◆ **WHAT IS REQUIRED**
Find every line in the records below that holds the word "grass", and copy each one.

(Data records)
○ ○ ○ ○

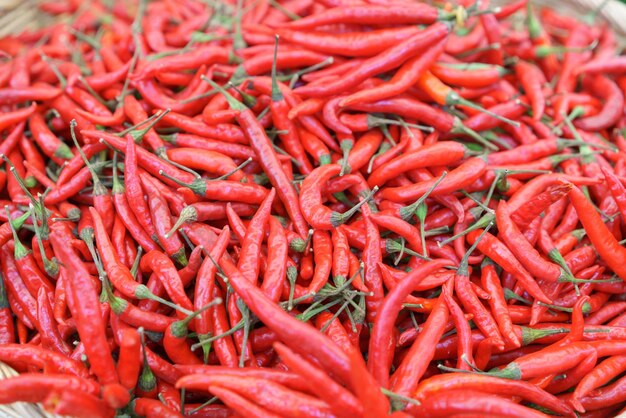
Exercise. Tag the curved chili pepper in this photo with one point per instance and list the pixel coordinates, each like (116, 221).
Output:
(380, 63)
(86, 307)
(379, 352)
(605, 244)
(498, 252)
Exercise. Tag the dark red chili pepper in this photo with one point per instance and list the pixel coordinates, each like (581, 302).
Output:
(86, 308)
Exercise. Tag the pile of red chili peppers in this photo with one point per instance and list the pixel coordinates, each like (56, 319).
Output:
(298, 208)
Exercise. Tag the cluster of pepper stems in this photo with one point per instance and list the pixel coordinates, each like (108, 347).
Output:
(298, 208)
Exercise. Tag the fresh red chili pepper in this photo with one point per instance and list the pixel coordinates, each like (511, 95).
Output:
(86, 307)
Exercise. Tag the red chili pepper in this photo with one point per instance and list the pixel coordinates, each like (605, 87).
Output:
(497, 251)
(380, 63)
(380, 349)
(86, 308)
(605, 244)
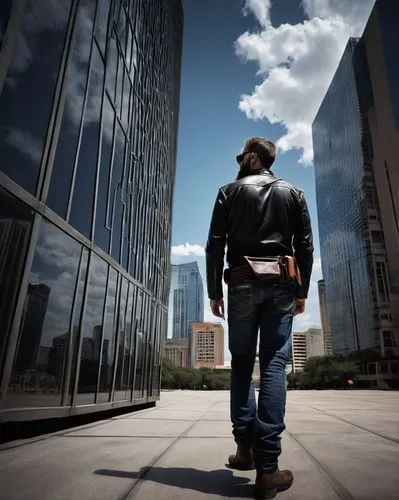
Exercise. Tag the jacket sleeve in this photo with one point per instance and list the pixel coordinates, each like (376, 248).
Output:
(303, 245)
(215, 247)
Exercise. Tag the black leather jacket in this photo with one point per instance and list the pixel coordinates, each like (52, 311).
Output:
(258, 216)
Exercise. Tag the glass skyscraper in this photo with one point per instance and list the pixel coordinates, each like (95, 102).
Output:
(355, 234)
(89, 102)
(186, 299)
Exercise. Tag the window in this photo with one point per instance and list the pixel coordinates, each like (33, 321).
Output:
(27, 98)
(84, 185)
(39, 368)
(119, 393)
(387, 337)
(5, 11)
(92, 330)
(15, 228)
(63, 167)
(109, 338)
(102, 231)
(377, 237)
(382, 281)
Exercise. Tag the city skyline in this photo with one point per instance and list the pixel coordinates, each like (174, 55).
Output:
(216, 99)
(358, 217)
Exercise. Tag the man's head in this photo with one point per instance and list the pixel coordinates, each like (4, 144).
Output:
(258, 153)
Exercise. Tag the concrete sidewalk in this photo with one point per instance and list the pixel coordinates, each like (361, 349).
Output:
(339, 444)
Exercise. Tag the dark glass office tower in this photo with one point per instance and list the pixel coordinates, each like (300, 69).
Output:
(89, 102)
(356, 144)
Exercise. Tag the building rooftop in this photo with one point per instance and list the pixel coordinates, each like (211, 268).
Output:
(339, 446)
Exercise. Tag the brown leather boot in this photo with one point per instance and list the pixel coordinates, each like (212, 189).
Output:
(243, 459)
(268, 484)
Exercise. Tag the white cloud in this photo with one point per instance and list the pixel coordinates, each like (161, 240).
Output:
(260, 8)
(297, 63)
(188, 249)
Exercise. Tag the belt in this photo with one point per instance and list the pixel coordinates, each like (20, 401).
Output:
(273, 269)
(238, 274)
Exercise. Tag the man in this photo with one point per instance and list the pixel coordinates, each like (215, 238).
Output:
(259, 215)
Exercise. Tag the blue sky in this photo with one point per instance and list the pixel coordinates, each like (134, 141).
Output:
(281, 56)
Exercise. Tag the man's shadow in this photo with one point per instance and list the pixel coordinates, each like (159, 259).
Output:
(218, 482)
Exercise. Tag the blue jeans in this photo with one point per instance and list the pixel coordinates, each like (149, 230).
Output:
(268, 308)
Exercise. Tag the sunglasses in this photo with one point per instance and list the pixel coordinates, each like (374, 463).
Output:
(240, 157)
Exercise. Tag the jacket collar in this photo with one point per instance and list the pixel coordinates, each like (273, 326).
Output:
(262, 171)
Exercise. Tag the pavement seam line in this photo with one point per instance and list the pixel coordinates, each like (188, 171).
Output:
(342, 419)
(338, 487)
(130, 492)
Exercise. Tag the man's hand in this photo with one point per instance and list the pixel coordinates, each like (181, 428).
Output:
(299, 306)
(217, 307)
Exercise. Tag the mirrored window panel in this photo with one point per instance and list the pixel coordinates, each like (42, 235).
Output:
(15, 228)
(109, 338)
(27, 97)
(92, 330)
(120, 393)
(62, 177)
(40, 364)
(5, 11)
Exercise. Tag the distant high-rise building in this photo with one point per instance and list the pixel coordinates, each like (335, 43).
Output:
(35, 309)
(207, 345)
(186, 303)
(176, 351)
(314, 343)
(325, 323)
(306, 345)
(356, 146)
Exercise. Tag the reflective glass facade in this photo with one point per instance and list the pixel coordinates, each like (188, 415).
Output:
(89, 102)
(186, 300)
(346, 198)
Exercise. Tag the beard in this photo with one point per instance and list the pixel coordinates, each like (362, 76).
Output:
(244, 171)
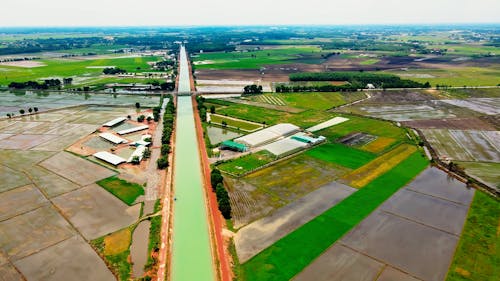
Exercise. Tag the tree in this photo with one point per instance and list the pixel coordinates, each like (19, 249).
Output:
(136, 160)
(165, 149)
(223, 201)
(162, 163)
(215, 178)
(147, 153)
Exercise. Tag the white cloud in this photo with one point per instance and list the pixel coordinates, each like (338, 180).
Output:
(238, 12)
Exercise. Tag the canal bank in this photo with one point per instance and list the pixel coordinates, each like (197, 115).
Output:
(191, 257)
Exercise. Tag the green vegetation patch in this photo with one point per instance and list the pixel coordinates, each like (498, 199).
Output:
(118, 262)
(287, 257)
(124, 190)
(242, 124)
(476, 257)
(259, 58)
(247, 163)
(341, 154)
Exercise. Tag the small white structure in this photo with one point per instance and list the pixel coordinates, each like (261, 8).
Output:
(285, 147)
(114, 122)
(112, 138)
(326, 124)
(139, 152)
(110, 158)
(133, 130)
(268, 135)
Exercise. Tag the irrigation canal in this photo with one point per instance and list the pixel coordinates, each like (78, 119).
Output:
(191, 252)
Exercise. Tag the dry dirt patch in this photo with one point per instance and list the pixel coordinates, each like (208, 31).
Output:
(96, 212)
(28, 233)
(76, 169)
(20, 200)
(72, 259)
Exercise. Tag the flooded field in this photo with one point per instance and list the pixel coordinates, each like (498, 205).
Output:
(218, 135)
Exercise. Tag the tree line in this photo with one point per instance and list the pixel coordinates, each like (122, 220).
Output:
(223, 202)
(168, 127)
(359, 79)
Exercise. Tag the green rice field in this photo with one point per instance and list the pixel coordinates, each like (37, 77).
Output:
(342, 155)
(313, 238)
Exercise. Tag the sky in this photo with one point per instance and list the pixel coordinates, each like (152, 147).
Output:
(244, 12)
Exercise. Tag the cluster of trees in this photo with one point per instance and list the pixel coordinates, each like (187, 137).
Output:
(202, 108)
(216, 180)
(22, 111)
(46, 84)
(113, 70)
(252, 89)
(360, 79)
(168, 127)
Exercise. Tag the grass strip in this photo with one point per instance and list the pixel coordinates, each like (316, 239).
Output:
(476, 257)
(290, 255)
(124, 190)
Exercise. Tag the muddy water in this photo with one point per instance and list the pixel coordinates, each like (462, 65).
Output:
(191, 254)
(139, 248)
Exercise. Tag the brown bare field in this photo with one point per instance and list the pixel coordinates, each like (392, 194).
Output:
(76, 169)
(71, 259)
(24, 63)
(260, 234)
(378, 145)
(364, 175)
(117, 242)
(452, 123)
(96, 212)
(28, 233)
(25, 141)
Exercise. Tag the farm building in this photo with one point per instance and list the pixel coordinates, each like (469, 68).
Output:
(285, 147)
(231, 145)
(109, 158)
(139, 152)
(326, 124)
(114, 122)
(133, 130)
(268, 135)
(112, 138)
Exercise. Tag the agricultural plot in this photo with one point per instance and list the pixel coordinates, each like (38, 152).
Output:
(247, 163)
(342, 155)
(357, 139)
(96, 212)
(76, 169)
(217, 135)
(17, 239)
(406, 112)
(485, 172)
(261, 234)
(405, 230)
(13, 102)
(489, 106)
(58, 262)
(234, 123)
(259, 193)
(464, 145)
(274, 263)
(365, 174)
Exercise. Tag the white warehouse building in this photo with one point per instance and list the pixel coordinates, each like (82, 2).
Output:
(268, 135)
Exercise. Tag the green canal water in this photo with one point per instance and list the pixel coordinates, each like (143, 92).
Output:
(191, 254)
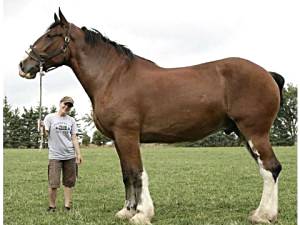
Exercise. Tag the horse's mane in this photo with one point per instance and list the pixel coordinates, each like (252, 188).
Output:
(93, 37)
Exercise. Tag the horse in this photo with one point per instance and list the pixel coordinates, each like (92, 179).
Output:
(136, 101)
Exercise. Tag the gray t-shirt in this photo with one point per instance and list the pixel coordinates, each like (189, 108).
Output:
(60, 130)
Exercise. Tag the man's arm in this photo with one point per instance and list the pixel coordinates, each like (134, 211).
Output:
(77, 149)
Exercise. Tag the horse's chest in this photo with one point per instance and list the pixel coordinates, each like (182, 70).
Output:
(103, 120)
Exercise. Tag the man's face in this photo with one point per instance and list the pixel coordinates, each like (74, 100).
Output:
(65, 107)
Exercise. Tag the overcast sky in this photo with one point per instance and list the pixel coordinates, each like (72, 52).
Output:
(170, 33)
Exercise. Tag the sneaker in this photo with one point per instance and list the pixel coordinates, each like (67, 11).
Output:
(51, 209)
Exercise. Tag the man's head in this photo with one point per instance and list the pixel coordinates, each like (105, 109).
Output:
(66, 103)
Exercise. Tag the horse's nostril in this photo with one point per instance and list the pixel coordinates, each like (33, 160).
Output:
(21, 65)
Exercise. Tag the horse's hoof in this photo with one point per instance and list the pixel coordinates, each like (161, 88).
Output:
(125, 214)
(140, 219)
(258, 217)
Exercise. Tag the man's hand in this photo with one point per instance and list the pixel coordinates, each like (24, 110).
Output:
(79, 159)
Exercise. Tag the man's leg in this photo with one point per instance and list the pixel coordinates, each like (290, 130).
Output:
(54, 171)
(69, 179)
(52, 197)
(68, 196)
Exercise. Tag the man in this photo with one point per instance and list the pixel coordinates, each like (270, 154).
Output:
(64, 152)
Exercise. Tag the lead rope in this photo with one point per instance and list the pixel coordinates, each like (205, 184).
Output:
(40, 129)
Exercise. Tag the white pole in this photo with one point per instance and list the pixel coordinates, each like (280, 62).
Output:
(40, 129)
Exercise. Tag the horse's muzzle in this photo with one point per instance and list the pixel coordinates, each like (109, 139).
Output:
(27, 75)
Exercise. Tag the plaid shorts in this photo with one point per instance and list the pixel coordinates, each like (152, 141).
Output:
(68, 170)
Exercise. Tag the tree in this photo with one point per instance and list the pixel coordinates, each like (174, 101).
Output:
(284, 130)
(7, 117)
(86, 139)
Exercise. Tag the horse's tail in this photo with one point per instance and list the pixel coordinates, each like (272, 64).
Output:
(280, 82)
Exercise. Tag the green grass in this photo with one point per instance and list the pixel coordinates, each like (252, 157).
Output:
(188, 186)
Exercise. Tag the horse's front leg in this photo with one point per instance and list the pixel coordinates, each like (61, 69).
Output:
(138, 204)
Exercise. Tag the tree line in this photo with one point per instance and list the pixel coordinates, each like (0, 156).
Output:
(20, 128)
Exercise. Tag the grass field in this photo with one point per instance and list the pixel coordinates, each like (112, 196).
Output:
(211, 186)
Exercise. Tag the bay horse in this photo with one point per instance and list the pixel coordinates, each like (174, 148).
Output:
(136, 101)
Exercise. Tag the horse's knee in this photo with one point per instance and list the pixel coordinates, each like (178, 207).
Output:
(262, 151)
(274, 166)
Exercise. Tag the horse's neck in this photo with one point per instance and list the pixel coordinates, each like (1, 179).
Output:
(95, 68)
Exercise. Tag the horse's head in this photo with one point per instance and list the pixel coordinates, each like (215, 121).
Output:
(48, 51)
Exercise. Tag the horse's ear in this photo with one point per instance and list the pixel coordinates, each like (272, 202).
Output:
(62, 18)
(56, 18)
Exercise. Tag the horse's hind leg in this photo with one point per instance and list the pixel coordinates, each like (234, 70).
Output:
(138, 204)
(269, 167)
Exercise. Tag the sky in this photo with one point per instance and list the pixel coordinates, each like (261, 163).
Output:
(170, 33)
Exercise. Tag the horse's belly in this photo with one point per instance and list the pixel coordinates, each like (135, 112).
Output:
(172, 129)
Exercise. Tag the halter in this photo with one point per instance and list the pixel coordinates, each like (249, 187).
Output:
(42, 59)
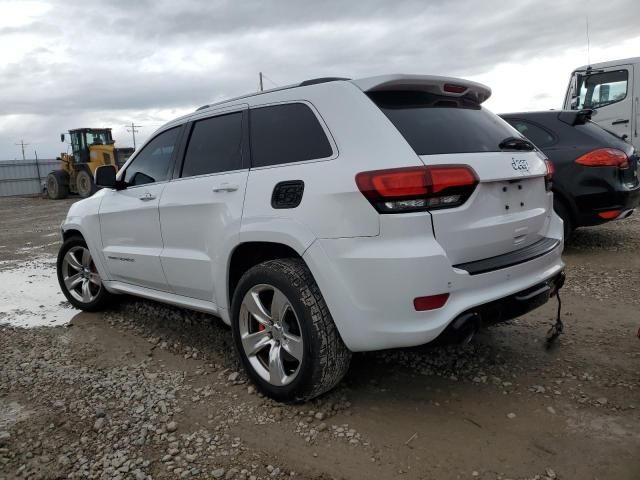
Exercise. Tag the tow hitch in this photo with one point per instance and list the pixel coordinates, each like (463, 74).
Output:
(556, 329)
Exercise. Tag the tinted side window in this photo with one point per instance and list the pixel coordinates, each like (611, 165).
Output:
(153, 162)
(537, 135)
(214, 146)
(602, 89)
(435, 124)
(286, 133)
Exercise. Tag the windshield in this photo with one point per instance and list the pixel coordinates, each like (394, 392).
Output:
(435, 124)
(600, 89)
(98, 137)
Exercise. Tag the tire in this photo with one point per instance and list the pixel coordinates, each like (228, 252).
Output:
(85, 184)
(312, 356)
(73, 266)
(58, 185)
(563, 212)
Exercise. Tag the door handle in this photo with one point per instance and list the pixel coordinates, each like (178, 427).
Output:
(146, 197)
(226, 187)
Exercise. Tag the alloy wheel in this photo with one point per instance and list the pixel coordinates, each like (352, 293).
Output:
(80, 275)
(271, 335)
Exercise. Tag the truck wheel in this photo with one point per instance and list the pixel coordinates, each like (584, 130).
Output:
(284, 333)
(78, 276)
(58, 185)
(85, 184)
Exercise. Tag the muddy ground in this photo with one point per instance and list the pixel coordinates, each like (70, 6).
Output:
(149, 391)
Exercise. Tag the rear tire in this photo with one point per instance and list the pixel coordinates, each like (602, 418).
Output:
(79, 278)
(563, 212)
(85, 184)
(293, 353)
(58, 185)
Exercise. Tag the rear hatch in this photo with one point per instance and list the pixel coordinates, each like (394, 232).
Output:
(510, 206)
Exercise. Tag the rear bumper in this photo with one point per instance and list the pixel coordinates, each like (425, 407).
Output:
(369, 285)
(465, 324)
(620, 197)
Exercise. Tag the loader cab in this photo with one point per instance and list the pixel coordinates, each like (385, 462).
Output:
(83, 138)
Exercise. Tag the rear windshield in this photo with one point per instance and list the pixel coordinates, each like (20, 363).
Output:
(434, 124)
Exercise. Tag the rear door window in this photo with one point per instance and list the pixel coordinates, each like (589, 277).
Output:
(286, 133)
(215, 145)
(539, 136)
(154, 160)
(436, 124)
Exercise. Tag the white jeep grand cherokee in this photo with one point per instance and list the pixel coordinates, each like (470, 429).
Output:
(325, 218)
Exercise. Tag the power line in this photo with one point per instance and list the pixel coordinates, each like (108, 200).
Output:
(22, 145)
(133, 129)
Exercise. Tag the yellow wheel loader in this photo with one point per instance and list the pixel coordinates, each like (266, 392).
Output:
(91, 148)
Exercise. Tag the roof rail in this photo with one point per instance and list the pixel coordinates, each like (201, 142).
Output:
(314, 81)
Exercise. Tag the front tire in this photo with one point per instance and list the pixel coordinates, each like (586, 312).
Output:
(284, 333)
(85, 184)
(79, 278)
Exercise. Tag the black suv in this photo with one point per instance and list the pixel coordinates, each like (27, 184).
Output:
(596, 177)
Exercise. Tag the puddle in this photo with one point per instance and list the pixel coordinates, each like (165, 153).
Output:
(30, 296)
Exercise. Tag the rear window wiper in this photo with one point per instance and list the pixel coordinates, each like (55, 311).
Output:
(515, 143)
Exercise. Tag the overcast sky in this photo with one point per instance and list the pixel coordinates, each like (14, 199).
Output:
(70, 64)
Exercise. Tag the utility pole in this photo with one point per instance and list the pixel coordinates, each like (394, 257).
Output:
(38, 169)
(133, 129)
(22, 144)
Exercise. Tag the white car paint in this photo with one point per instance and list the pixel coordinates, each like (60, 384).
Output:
(368, 266)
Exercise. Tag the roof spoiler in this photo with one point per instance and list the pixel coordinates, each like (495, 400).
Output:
(575, 117)
(449, 86)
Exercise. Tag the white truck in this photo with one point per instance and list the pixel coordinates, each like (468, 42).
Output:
(612, 91)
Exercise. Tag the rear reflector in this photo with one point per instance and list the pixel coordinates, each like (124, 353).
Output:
(609, 214)
(431, 302)
(451, 88)
(551, 170)
(411, 189)
(604, 157)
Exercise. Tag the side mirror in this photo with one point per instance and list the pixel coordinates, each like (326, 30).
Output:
(106, 176)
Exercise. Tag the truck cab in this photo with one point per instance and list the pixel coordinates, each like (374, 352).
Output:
(612, 91)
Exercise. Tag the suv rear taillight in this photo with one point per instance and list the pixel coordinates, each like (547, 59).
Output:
(412, 189)
(604, 157)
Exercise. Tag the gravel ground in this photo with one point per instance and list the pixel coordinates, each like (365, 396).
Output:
(150, 391)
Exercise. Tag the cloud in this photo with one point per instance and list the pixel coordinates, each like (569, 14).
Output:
(74, 63)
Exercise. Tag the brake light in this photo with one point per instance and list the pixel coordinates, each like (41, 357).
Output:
(451, 88)
(411, 189)
(604, 157)
(548, 178)
(431, 302)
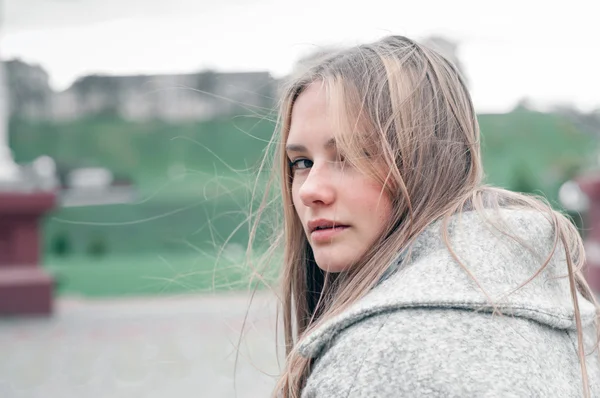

○ ○ ○ ○

◆ **RESULT OF THIS EXERCISE**
Exercise. Tag the grass strip in this photo with one point per instance and list the pixel coordinates, each like (316, 239).
Exercise. Tag the green grass in this photo with one point per instance and list the pixel coordinates, each like (252, 157).
Exercise. Tag the grass field in this photo with one point per instance and list the pixel coordinates, each like (112, 196).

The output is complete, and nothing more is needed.